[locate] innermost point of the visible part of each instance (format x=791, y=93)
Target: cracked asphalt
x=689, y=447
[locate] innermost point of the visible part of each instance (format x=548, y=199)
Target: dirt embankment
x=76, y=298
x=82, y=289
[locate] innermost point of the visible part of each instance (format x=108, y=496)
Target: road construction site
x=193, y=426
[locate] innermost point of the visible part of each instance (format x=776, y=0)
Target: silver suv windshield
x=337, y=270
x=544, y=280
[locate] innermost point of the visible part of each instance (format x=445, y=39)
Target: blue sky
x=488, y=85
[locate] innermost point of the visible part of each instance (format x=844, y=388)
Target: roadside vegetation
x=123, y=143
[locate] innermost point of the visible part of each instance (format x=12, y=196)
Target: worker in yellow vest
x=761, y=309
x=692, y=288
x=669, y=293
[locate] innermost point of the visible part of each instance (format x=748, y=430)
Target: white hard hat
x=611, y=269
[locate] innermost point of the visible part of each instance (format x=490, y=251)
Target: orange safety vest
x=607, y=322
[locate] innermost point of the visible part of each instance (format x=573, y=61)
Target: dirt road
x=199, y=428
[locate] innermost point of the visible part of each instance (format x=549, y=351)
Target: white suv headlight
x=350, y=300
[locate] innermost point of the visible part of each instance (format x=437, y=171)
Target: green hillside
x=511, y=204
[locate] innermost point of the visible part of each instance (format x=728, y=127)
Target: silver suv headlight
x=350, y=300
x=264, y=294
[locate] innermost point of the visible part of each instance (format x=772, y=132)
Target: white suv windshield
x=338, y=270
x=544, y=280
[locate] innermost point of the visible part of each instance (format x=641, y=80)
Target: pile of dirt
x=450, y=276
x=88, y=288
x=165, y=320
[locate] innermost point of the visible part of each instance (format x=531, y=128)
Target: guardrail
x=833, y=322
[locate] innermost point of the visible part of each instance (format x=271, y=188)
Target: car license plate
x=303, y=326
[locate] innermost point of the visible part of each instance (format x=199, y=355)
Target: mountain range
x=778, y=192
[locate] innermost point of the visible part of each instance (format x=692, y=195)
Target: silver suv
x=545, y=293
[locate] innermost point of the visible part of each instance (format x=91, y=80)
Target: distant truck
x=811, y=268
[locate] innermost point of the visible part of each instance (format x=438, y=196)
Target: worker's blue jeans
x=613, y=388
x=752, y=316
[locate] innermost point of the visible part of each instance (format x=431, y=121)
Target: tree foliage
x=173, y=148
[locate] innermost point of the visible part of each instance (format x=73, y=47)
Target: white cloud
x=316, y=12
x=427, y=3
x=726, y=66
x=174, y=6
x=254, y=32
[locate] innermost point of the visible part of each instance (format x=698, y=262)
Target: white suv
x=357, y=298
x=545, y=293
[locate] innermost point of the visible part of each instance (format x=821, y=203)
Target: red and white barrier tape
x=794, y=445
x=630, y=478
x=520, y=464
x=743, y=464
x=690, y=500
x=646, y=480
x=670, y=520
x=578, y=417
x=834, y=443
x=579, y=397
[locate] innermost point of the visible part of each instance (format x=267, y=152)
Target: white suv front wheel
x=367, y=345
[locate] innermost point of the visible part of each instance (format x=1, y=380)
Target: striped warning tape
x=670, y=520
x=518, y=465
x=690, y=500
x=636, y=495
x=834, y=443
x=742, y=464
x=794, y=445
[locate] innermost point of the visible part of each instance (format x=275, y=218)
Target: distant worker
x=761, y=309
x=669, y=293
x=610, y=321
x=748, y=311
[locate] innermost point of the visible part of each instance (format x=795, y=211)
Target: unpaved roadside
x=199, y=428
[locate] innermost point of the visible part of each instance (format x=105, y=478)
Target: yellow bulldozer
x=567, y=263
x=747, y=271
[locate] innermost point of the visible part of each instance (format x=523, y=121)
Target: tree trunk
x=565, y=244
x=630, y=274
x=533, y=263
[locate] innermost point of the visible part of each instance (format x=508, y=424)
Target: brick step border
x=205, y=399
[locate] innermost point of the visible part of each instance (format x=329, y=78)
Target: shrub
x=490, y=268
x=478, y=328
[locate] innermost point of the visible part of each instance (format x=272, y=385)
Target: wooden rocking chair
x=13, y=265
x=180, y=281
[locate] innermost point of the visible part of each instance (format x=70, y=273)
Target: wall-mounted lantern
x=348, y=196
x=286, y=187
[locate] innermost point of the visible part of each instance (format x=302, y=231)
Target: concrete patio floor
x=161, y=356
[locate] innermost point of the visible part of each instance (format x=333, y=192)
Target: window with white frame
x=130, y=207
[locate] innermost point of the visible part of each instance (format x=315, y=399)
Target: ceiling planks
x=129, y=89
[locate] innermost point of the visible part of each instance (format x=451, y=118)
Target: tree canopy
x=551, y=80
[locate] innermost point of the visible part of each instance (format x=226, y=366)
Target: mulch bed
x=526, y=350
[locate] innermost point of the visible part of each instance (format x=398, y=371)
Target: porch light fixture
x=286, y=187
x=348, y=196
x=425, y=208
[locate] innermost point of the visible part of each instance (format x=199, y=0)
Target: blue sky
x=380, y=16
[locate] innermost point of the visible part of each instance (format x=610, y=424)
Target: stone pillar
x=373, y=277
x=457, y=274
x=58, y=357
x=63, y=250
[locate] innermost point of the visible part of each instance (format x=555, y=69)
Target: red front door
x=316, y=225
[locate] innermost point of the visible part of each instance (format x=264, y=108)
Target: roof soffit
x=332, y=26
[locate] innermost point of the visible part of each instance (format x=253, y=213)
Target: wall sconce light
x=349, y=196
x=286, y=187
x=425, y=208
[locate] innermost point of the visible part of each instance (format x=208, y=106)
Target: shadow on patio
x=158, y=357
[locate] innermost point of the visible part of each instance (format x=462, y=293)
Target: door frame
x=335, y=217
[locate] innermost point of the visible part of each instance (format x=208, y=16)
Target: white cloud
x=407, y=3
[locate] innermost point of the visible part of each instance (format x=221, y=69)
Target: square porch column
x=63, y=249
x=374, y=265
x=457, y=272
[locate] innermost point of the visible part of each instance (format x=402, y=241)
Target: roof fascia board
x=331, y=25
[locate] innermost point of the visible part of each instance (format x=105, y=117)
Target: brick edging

----------

### WORK INSTRUCTION
Look above for the line containing "(format x=221, y=69)" and the line containing "(format x=105, y=117)". Transcribe both, with the lines between them, exactly.

### THE ANSWER
[locate] innermost point of the visible part of each instance (format x=221, y=69)
Target: square porch column
x=63, y=249
x=374, y=265
x=457, y=272
[locate] innermost point of the visible part of each instance (format x=402, y=241)
Target: roof fascia board
x=331, y=25
[locate] innermost point of the visible part of each instance (format x=105, y=117)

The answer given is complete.